- TEXT SECTION:
◇ ◇ ◇

Concrete usage could be reduced by 75 percent by changing the floors’ shape

A new vaulted style of floor uses 75 percent less concrete than a traditional flat slab floor and could help the construction industry reduce its carbon footprint.

An interdisciplinary team of structural engineers, mathematicians and manufacturing experts from the Universities of Bath, Cambridge and Dundee has unveiled a full-scale demonstration of a thin-shell floor, which uses 60 percent less carbon in its consruction than an equivalent flat slab that could carry the same load.

The curved vault-shaped structure is covered by standard raised floor panels to create a level surface, writes the University of Bath in this press release.

Taking advantage of the concrete’s properties

Created by the UKRI-funded ACORN (Automating Concrete Construction) research project, the innovative vault-shaped floor design takes advantage of concrete’s inherent natural properties and strengths.

The team has demonstrated that the new process could significantly reduce the carbon footprint of our built environment.

Dr Paul Shepherd, a Reader in Bath’s Department of Architecture & Civil Engineering and the Principal Investigator for ACORN, says: “Achieving the net-zero targets recently ratified at the COP26 conference will require significant change by the construction industry, which is responsible for about half of the UK’s total emissions. Since concrete is the world’s most widely consumed material after water, and its production contributes more than 7 percent of global CO₂ emissions, the easiest way for construction to begin its journey to net-zero is to use less concrete.

“That has been the driving force behind this project, which we hope could make a major difference to the impact of construction.”

Innovations in robotics, automated design and off-site fabrication are key

Currently most building floors use thick flat slabs of solid concrete, which are inefficient since they rely on the bending strength of concrete to support loads. Concrete isn’t very good at resisting the tension induced by bending, so these floors also need lots of steel reinforcement. Instead, ACORN’s approach is to use concrete for what it is good at – resisting compression.

By putting the material only where it is needed, and making sure it works in compression, the ACORN design uses far less concrete. The new shape might prove impractical to make using traditional temporary formwork, so the ACORN team has in parallel developed an automated adaptable mould and a robotic concrete spraying system that can be used in an off-site factory setting.

Alongside this new style of fabrication, the team has also developed bespoke software to seamlessly optimise floors for a given building design, and control the automated manufacturing system to produce them.

Making the floor reusable

Since the floor is made off-site, it also needs to be transported to site and then assembled. This brought some exciting challenges for the team, who had to split the large floor into nine transportable pieces and develop a connection system to join the pieces together. However, this also brings some advantages, in terms of reducing time needed on-site for construction.

◇ ◇ ◇

(Excerpts of pointing data)
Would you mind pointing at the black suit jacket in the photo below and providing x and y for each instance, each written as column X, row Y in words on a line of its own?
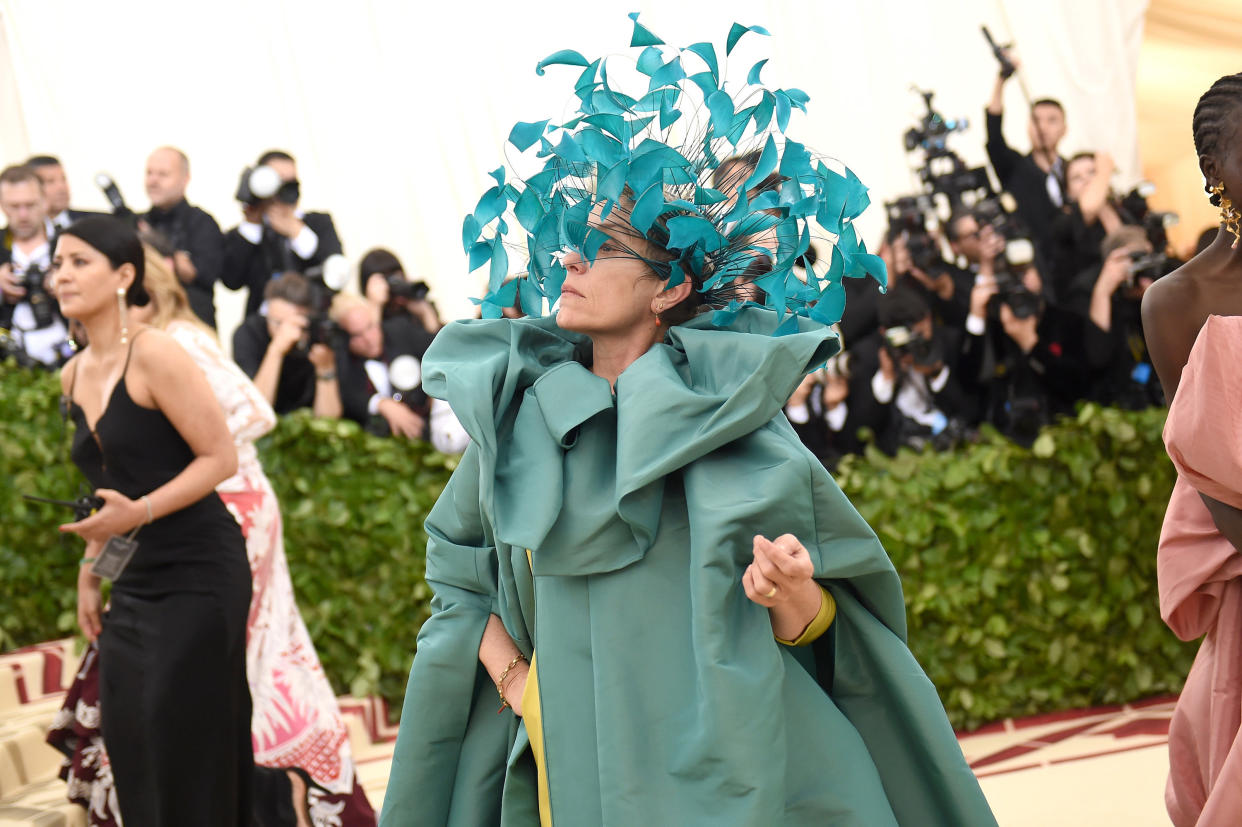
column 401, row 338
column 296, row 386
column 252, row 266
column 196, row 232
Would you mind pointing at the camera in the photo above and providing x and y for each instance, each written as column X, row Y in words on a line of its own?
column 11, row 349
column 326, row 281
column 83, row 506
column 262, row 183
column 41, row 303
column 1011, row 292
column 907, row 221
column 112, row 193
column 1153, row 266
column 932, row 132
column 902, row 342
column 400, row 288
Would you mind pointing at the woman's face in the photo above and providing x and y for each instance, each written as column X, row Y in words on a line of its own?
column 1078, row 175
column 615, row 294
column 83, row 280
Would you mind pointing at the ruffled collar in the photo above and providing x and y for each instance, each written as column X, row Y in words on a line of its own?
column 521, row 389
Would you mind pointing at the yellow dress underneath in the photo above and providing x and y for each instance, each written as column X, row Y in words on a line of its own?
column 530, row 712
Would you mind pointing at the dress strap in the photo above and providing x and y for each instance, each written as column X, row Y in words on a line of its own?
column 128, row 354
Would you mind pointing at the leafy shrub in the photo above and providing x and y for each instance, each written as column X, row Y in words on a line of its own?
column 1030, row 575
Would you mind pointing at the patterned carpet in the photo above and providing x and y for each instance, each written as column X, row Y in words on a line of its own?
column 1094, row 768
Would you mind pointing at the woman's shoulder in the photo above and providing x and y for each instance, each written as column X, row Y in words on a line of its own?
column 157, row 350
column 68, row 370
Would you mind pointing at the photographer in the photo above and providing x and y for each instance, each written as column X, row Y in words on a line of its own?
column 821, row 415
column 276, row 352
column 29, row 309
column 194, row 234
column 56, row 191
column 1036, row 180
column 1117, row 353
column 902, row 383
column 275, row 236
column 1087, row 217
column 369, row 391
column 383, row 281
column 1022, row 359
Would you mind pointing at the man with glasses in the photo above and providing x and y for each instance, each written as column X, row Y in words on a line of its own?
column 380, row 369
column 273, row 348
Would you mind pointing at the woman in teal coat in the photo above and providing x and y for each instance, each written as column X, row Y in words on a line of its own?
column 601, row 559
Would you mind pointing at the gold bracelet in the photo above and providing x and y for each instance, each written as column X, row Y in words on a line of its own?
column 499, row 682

◇ ◇ ◇

- WHAT YOU WILL DO:
a. In the concrete floor article, write out the stretch from "A new vaulted" through "properties and strengths.", replacing "vault-shaped" with "arched".
b. List the universities named in the concrete floor article.
These rows are separate material with no connection to the article on concrete floors.

- EXPECTED OUTPUTS:
a.
A new vaulted style of floor uses 75 percent less concrete than a traditional flat slab floor and could help the construction industry reduce its carbon footprint.

An interdisciplinary team of structural engineers, mathematicians and manufacturing experts from the Universities of Bath, Cambridge and Dundee has unveiled a full-scale demonstration of a thin-shell floor, which uses 60 percent less carbon in its consruction than an equivalent flat slab that could carry the same load.

The curved arched structure is covered by standard raised floor panels to create a level surface, writes the University of Bath in this press release.

Taking advantage of the concrete’s properties

Created by the UKRI-funded ACORN (Automating Concrete Construction) research project, the innovative arched floor design takes advantage of concrete’s inherent natural properties and strengths.

b.
- University of Bath
- University of Cambridge
- University of Dundee